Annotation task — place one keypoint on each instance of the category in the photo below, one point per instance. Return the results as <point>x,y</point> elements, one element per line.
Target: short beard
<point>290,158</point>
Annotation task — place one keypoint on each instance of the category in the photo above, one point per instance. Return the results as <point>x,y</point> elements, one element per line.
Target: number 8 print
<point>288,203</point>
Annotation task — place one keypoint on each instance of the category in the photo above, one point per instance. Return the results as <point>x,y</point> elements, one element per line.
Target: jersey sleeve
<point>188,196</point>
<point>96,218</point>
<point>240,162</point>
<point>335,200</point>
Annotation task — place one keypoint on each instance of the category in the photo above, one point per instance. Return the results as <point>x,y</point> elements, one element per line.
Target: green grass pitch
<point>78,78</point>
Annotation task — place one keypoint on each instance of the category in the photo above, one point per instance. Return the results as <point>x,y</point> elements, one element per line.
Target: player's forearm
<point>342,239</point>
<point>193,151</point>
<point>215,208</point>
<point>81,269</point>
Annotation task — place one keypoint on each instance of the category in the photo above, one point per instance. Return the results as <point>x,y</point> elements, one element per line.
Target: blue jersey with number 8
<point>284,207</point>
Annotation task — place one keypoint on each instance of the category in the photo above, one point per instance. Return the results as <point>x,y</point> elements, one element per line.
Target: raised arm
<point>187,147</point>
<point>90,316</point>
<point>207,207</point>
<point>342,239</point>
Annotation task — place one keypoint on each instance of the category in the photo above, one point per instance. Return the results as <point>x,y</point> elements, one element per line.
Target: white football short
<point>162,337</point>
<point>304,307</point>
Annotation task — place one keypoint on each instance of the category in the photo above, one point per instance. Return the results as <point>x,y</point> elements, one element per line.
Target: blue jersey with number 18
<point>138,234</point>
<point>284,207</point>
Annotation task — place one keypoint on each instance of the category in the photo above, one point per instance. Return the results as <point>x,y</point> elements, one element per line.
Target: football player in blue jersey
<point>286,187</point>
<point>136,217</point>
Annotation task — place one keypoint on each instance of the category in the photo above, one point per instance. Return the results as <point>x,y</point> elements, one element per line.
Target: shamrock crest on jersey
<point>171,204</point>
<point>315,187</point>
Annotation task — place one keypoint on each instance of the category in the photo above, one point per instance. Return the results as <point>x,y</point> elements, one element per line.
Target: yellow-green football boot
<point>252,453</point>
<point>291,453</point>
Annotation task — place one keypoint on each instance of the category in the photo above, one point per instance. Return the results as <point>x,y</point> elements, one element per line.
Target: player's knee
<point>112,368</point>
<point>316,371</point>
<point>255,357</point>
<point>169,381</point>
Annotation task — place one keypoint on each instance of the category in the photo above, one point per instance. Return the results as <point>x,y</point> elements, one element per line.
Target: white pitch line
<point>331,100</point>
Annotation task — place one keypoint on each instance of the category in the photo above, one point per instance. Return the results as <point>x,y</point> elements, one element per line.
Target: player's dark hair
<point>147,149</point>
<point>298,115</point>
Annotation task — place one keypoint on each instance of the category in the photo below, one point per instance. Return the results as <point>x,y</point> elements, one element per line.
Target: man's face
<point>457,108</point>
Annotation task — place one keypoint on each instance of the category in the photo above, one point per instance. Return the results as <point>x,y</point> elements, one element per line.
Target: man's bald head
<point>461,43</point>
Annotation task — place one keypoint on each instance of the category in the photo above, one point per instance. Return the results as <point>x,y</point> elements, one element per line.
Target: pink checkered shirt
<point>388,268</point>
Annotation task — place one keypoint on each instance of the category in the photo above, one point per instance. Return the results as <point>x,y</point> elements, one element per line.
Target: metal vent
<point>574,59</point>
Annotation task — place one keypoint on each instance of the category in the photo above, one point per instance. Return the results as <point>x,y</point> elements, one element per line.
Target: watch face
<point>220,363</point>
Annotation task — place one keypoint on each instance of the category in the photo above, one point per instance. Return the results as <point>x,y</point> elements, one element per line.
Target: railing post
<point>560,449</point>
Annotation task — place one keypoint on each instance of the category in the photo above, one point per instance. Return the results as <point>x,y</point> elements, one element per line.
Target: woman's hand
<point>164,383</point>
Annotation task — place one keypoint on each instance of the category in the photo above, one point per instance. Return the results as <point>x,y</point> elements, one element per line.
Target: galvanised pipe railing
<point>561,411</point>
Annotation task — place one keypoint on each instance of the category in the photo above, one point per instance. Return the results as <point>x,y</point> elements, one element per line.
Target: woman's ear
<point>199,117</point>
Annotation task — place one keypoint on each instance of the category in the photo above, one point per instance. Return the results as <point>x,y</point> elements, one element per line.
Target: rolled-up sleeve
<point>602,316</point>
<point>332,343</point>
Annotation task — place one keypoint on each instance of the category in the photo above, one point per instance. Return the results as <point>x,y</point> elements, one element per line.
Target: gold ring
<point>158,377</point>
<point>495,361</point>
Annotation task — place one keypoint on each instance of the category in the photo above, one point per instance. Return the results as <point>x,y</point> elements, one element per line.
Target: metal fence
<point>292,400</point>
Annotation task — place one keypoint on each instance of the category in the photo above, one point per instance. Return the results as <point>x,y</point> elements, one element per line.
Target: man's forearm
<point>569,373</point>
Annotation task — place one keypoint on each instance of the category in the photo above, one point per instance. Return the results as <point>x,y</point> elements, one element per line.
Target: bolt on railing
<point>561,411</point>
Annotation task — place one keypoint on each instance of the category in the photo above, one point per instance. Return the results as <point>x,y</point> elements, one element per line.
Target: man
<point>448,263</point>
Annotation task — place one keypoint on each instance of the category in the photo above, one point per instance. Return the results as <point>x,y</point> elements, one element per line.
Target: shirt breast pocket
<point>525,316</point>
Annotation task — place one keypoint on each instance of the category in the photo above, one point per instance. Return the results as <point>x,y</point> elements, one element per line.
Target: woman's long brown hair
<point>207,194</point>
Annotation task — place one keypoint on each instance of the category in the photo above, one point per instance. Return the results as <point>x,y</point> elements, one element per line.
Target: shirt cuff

* _Problem to work on_
All entries must be repeated verbatim.

* _Answer to this task_
Annotation task — place one keypoint on each instance of the category in the photo below, one point per instance. Return the results as <point>x,y</point> elements, one element per line.
Target: short beard
<point>290,158</point>
Annotation task — place one keypoint on each instance of the category in the photo above, one point per instance. Return the results as <point>x,y</point> elements, one element per line.
Target: number 8 print
<point>288,203</point>
Annotation task — place one keypoint on each instance of the category in the photo above, one point per instance. Return the results as <point>x,y</point> elements, one element per line.
Target: jersey sleeve
<point>188,196</point>
<point>96,218</point>
<point>240,162</point>
<point>335,200</point>
Annotation task — place one keypoint on each instance of the category in the photo above, one point per instance. Return the results as <point>x,y</point> elements, one element per line.
Target: green grass pitch
<point>78,78</point>
Annotation task — place one keypoint on each instance of the category in the photo above, one point per instance. Return the results as <point>x,y</point> elements, one element per line.
Target: player's forearm
<point>342,239</point>
<point>193,151</point>
<point>215,208</point>
<point>81,269</point>
Annotation task — place one keypoint on each instance of the category in the photo above, one point per instance. Return the results as <point>x,y</point> elements, one element per line.
Target: blue jersey with number 8
<point>284,207</point>
Annotation task — place one keypoint on each instance of the category in the photo above, one point per instance. Return the results as <point>x,y</point> elements, one element per line.
Target: raised arm
<point>187,147</point>
<point>90,316</point>
<point>207,207</point>
<point>342,239</point>
Annotation task — place one keypoint on each instance of the category in the photo above, one point per instance. Return the results as <point>x,y</point> elements, one element per line.
Target: white football short
<point>162,337</point>
<point>304,307</point>
Annotation task — place one keypoint on each instance of the category in the photo above, one point per instance. Return the results as <point>x,y</point> elements, one element per line.
Target: blue jersey with number 18
<point>138,234</point>
<point>284,207</point>
Annotation task — place one keypoint on each instance of the category in the photo above, one point per instance. Return the results as <point>x,y</point> elements, one element per line.
Target: football player in blue jersey
<point>286,187</point>
<point>136,217</point>
Annotation task — place one keypoint on each instance of the category in the photo above, one point per instance. Return the results as <point>x,y</point> elements, one element per line.
Target: shamrock crest on jersey
<point>171,204</point>
<point>315,187</point>
Annotation task — place one keypoint on each instance of the category in the photo above, one point per instance. Return the results as <point>x,y</point> elements, one element per line.
Target: yellow-green football boot
<point>252,453</point>
<point>291,453</point>
Annotation task — place one keypoint on each instance of the category in the photo above, one point per instance. Return the results as <point>x,y</point> elements, one element per line.
Target: player's knee
<point>112,368</point>
<point>316,371</point>
<point>255,357</point>
<point>169,381</point>
Annotation task — place one keypoint on each instance of the category in the photo above, one point per instance. Return the results as <point>x,y</point> elements, one element per line.
Target: white pitch line
<point>331,100</point>
Annotation task — place one keypoint on each instance of the category in the photo above, one point per instance. Return the results as <point>x,y</point> elements, one element per line.
Target: player's dark hair
<point>147,149</point>
<point>298,115</point>
Annotation task — place one keypoint on each instance of the category in the photo below, one point per instance. Return the results as <point>x,y</point> elements, one element per line.
Target: man's face
<point>457,108</point>
Annotation task — place one keypoint on each instance of the category in the photo above, one point per instance. Return the results as <point>x,y</point> elements, one element per line.
Target: man's bald head
<point>461,43</point>
Annotation task — place one keypoint on each instance of the category in the photo above, one point per instance. Return the results as <point>x,y</point> elements, one element per line.
Target: pink checkered shirt
<point>388,268</point>
Annotation task — place one keypoint on each instance of the category in the photo above, one point per instance. Return the results as <point>x,y</point> elements, one element per line.
Target: metal vent
<point>574,59</point>
Annotation task — place one keypoint on each instance of the category in the photo above, one point per instance. Return the results as <point>x,y</point> elements, one element per line.
Target: watch face
<point>220,363</point>
Annotation task — place one keypoint on each instance of the category in the photo above, one point per instance. Return the results as <point>x,y</point> elements, one element per line.
Target: railing post
<point>560,449</point>
Annotation task — place one keypoint on each instance of the category in the photo above, one point per instance. Return the results as <point>x,y</point> elements, one element per line.
Target: woman's hand
<point>164,383</point>
Annotation task — place one keypoint on each instance of the category in the photo above, one point per instance. Return the results as <point>x,y</point> elements, one element per line.
Target: galvanised pipe railing
<point>561,411</point>
Annotation task — place one keypoint on each instance of the category in the photo above, one point per instance. Return the results as <point>x,y</point> elements, one element per line.
Target: woman's ear
<point>199,117</point>
Annotation task — place one keypoint on each instance of the category in the photo above, one point per instance. Return the results as <point>x,y</point> elements, one element per line.
Target: rolled-up sleeve
<point>602,316</point>
<point>332,343</point>
Annotation task — place one keypoint on each instance of the category in the photo above, one point per instance. Return the results as <point>x,y</point> elements, one element per line.
Target: gold ring
<point>158,377</point>
<point>495,361</point>
Annotation task — place one keypoint on each instance of the category in the photo above, one point per instance. Return the results as <point>x,y</point> elements, one element per line.
Target: metal fence
<point>292,400</point>
Annotation task — place one keypoint on each instance of the category in the photo above, one point per instance. Return the results as <point>x,y</point> elements, one element per line.
Target: man's forearm
<point>569,373</point>
Annotation task — place one keypoint on each instance of the category in the photo above, one point per instance. Return the results as <point>x,y</point> elements, one element per line.
Target: bolt on railing
<point>561,411</point>
Annotation task — place one keypoint on each instance of the category in the photo above, one point per instance. Return the results as <point>x,y</point> elements, one element per line.
Target: man
<point>448,263</point>
Annotation task — place one keypoint on each instance of the category in the photo above, one point per instance. Return the results as <point>x,y</point> elements, one element per line.
Target: shirt breast pocket
<point>525,316</point>
Annotation task — place one keypoint on each instance of the category in the photo above, one point per instance. Return the results as <point>x,y</point> elements, one element per line.
Target: woman's long brown hair
<point>207,194</point>
Annotation task — place one keypoint on each instance of the category in the photo above, one point per instance. Return the results as <point>x,y</point> elements, one element per line.
Target: shirt cuff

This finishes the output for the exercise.